- PARTS OF THE EXERCISE -
(a) Set down, word for word, the part of the Luigi Denza article from "Luigi Denza (24" up to and including "London in 1922.".
(b) Write the next part of the Luigi Denza article, picking up after its last sentence.
Top of PROVIDED PASSAGE
Luigi Denza (24 February 1846 – 27 January 1922) was an Italian composer.

==Career==
Denza was born at Castellammare di Stabia, near Naples. He studied music with Saverio Mercadante and Paolo Serrao at the Naples Conservatory. In 1884, he moved to London, taught singing privately and became a professor of singing at the Royal Academy of Music in 1898, where he taught for two decades. He died in London in 1922.

==Funiculì, Funiculà==
Denza is best remembered for "Funiculì, Funiculà" (1880), a humorous Neapolitan song inspired by the inauguration of a funicular to the summit of Vesuvius. Neapolitan journalist Peppino Turco contributed the lyrics and may have prompted the song by suggesting that Denza compose something for the Piedigrotta song-writing competition. "Funiculì, Funiculà" was published the same year by Ricordi and within a year had sold a million copies. (Note: Six years after its publication, German composer Richard Strauss took "Funiculì, Funiculà" for a traditional Neapolitan folk song and incorporated it into his tone poem Aus Italien as "Neapolitanisches Volksleben". Rimsky-Korsakov made a similar assumption and arranged it as "Neapolitan Song".)

==Other music==
In addition to "Funiculì, Funiculà", Denza composed hundreds of popular songs. Some of them, such as "Luna fedel", "Occhi di fata", and "Se", have been sung by Enrico Caruso, Mario Lanza, Carlo Bergonzi, Luciano Pavarotti, and Ronan Tynan. He was also an able mandolinist and guitarist, and for those instruments he wrote "Ricordo di Quisisana", "Come to me", "Nocturne", and several others. Denza also wrote an opera, Wallenstein (1876). (Note: Based on Schiller's play.)
Bottom of PROVIDED PASSAGE
Top of EXTRACTED INFORMATION
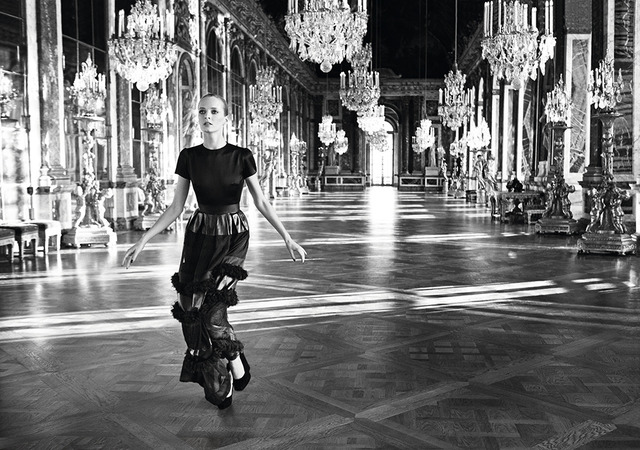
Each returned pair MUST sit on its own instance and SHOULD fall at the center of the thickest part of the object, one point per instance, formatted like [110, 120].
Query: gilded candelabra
[606, 232]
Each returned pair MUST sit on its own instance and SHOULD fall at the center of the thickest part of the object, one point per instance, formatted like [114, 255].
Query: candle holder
[606, 232]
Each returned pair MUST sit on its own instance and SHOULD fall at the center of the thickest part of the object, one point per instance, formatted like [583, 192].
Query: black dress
[215, 245]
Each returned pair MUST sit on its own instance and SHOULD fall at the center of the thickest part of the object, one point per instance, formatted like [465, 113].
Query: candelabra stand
[606, 232]
[154, 186]
[90, 226]
[557, 217]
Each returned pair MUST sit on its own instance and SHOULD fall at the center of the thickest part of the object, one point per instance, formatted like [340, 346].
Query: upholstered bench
[7, 241]
[25, 234]
[49, 232]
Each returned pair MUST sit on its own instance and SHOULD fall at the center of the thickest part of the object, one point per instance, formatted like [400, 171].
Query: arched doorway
[381, 162]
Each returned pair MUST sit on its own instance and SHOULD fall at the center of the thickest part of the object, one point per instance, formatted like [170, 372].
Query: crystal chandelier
[558, 106]
[327, 130]
[479, 135]
[89, 90]
[424, 137]
[341, 144]
[372, 120]
[603, 87]
[155, 108]
[7, 95]
[378, 140]
[326, 31]
[514, 51]
[271, 137]
[360, 89]
[454, 102]
[144, 54]
[265, 99]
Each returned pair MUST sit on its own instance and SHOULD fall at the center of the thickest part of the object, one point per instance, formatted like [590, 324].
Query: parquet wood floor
[416, 323]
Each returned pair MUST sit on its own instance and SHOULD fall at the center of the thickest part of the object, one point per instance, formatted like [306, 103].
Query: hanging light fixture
Bottom of EXTRACTED INFORMATION
- YOUR WRITTEN ANSWERS -
(a)
Luigi Denza (24 February 1846 – 27 January 1922) was an Italian composer.

==Career==
Denza was born at Castellammare di Stabia, near Naples. He studied music with Saverio Mercadante and Paolo Serrao at the Naples Conservatory. In 1884, he moved to London, taught singing privately and became a professor of singing at the Royal Academy of Music in 1898, where he taught for two decades. He died in London in 1922.

(b)
==Judging of James Joyce==
Besides writing songs and music, part of Denza's enduring legacy was his judging of James Joyce, who was a singer before he became a recognized novelist.

When Denza was Professor of Music at the London Academy of Music, he was asked to judge the 1904 Feis Ceoil Irish Singing Contest, a prototype of today's musical reality shows. On 16 May 1904, Denza attempted to mentor Joyce, and would have awarded him the Gold Medal, but Joyce could not sight read, missing a crucial part of the competition; Denza instead awarded Joyce the third-place Bronze medal. Disgusted, Joyce gave the medal to his Aunt Josephine; the medal ended up years later being bought by Michael Flatley at an auction.